TASK LIST:
[1] In the news report on the Mabuja attack, how many people did Syrian state TV say the militants killed?
[2] From the news report on the Mabuja attack, extract the passage that begins at the words "Yacoub El Hillo, the" and stop after "some 30,000 people.".
[3] Extend the news report on the ISIS attack on Mabuja and the fighting in Idlib, picking up after its last sentence.

SOURCE TEXT:
Date: Apr 1, 2015
Source: The Daily Star
ISIS kills over 40 in attack on village
BEIRUT: ISIS fighters Tuesday killed over 40 people, mostly civilians, in an attack on a central Syrian village, opposition activists and Syrian state TV said.

The assault on the government-held village of Mabuja was the latest atrocity by the Sunni extremist group, which last week released a video showing its militants beheading eight men said to be Shiites from the central province of Hama.

The group launched an offensive Tuesday on Mabuja, a village in the same province where various sects have long coexisted. Central Syria is a patchwork of communities, with many minority Christians as well as Ismailis and Alawites, both Shiite offshoots. These communities mainly back President Bashar Assad, himself an Alawite, and fear attacks by extremists among the mostly Sunni rebels fighting to topple him.

State TV said the militants slaughtered 44 people, including women and children, in their attack Tuesday.

The Syrian Observatory for Human Rights said the dead included 37 civilians who were either shot dead, burned or stabbed before the militants withdrew. 

The director of the Britain-based group, Rami Abdel-Rahman, said many villagers were still missing but it was unclear if they were kidnapped by ISIS fighters.

He said the army repelled the ISIS attack and pushed them back.

The extremist group has seen its power rise in the chaos of the civil war. It now holds about one-third of Syrian territory, most of it in the north and east, and has beheaded scores of people in recent months.

Elsewhere, Syrian government forces fired surface-to-surface missiles and conducted airstrikes on the northwestern city of Idlib, killing more than a dozen people, activists said Tuesday.

The city was captured by Islamist fighters led by Al-Qaeda’s branch in Syria and the ultraconservative Ahrar al-Sham group Saturday after four days of intense shelling and fighting. Its capture was a major blow to Assad’s government, which has retained control of almost all the country’s major urban areas through four years of unrest.

Idlib, with a population of around 165,000 people, became the second provincial capital to fall to the opposition after Raqqa, which is now a stronghold of ISIS.

Yacoub El Hillo, the United Nations Humanitarian Coordinator in Syria, said he was “gravely concerned by the ongoing fighting” in Idlib, which he said has displaced some 30,000 people.

He said the situation in the city is becoming increasingly dire, with electricity shortages and the closure of schools and hospitals.

PROVIDED MATERIAL:
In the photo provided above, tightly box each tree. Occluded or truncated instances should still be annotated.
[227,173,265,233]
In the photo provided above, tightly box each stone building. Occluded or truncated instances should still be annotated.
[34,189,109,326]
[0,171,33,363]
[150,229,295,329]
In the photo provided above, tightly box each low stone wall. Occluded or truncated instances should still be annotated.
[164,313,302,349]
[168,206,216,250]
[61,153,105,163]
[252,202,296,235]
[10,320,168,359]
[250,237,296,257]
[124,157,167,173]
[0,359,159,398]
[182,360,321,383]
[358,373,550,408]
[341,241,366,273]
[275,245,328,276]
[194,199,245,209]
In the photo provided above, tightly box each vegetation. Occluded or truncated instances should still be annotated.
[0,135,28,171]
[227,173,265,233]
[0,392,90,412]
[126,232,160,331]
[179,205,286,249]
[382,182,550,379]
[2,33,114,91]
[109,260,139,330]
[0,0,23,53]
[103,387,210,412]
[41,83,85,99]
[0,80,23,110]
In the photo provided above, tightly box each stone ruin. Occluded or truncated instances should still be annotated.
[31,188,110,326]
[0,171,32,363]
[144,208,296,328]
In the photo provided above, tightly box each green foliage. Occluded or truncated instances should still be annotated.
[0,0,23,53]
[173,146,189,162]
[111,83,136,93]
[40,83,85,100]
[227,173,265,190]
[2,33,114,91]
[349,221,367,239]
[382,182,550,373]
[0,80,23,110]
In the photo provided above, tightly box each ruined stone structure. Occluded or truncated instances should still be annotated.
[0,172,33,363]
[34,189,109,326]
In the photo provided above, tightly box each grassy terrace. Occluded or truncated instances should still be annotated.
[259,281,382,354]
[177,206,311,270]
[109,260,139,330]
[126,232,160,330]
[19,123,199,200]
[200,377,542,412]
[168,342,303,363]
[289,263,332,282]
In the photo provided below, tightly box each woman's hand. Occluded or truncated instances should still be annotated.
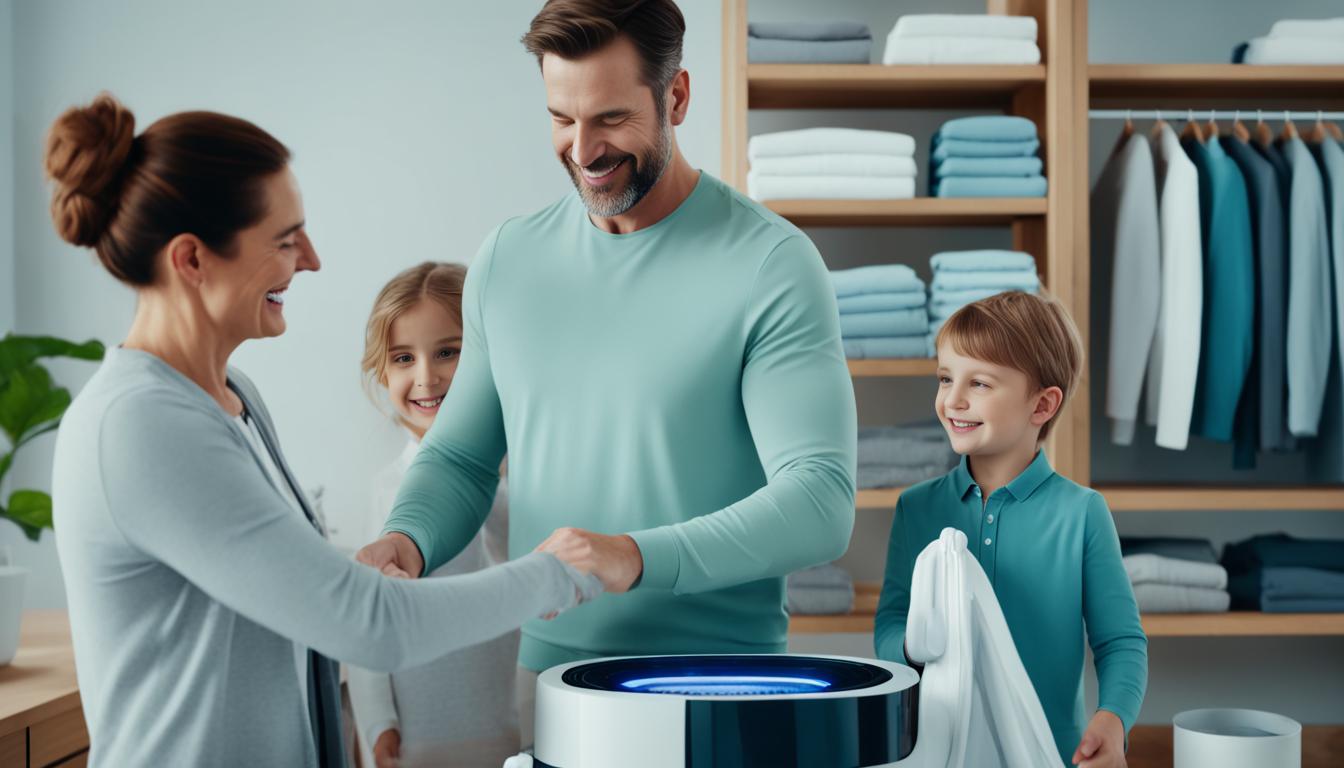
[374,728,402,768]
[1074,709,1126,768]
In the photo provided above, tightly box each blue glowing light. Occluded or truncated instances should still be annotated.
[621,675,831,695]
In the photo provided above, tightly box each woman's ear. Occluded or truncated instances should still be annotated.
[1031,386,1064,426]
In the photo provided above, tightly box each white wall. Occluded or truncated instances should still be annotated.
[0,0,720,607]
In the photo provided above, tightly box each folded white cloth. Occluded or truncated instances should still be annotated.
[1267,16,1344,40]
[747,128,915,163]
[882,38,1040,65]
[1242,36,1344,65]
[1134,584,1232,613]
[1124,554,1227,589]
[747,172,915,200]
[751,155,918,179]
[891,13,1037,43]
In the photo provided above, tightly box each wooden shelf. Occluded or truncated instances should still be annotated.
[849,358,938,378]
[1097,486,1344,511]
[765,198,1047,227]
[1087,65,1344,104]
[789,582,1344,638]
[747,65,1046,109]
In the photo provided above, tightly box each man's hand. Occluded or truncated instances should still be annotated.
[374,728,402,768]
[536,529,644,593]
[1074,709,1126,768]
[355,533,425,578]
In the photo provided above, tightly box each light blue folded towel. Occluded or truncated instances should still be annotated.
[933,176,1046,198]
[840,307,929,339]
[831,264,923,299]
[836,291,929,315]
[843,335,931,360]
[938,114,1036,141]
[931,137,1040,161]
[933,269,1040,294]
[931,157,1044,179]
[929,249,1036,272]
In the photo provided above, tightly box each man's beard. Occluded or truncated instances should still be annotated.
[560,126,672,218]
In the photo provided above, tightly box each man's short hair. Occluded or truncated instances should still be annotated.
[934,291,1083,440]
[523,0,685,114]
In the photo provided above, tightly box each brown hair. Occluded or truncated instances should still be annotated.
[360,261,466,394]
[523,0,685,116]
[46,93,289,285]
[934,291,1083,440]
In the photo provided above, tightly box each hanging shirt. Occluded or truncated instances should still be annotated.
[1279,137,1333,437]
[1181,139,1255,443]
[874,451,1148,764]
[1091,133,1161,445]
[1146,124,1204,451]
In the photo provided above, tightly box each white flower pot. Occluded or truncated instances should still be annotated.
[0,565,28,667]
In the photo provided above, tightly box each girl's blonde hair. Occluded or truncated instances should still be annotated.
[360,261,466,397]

ANSWERS FOR EACH ITEM:
[1] 44 people, including women and children.

[2]
Yacoub El Hillo, the United Nations Humanitarian Coordinator in Syria, said he was “gravely concerned by the ongoing fighting” in Idlib, which he said has displaced some 30,000 people.

[3]
His comments came as activists and residents who fled the city said fighters were searching for government supporters, many of whom fled as the militants moved in.

In Geneva, the U.N.’s human rights office spokeswoman Cecile Pouilly said at a briefing that the U.N. was concerned about reports of an attack on a hospital run by the Syrian Arab Red Crescent in the city.

Syria’s Red Crescent published photos of destruction at its Idlib hospital on Facebook, but did not give details on how it had been damaged.

The Observatory and the Local Coordination Committees said Monday night strikes on Idlib killed at least 14 people.

State news agency SANA said “tens” of “terrorist groups’ members” were killed overnight and at dawn Tuesday during “successful” military operations in Idlib. The government refers to the entire armed opposition as “terrorists.” 

Elsewhere, the Syrian army secured a mountain range near Damascus in an operation against insurgents, state television said Tuesday, tightening control over an area important to Assad after the state lost Idlib.

The army launched a campaign last week to reclaim the Zabadani region, 50 km northwest of Damascus. It is part of an area near the border with Lebanon where the army has often clashed with insurgents including Nusra.

The area is important because of its proximity to the capital and its position on the border.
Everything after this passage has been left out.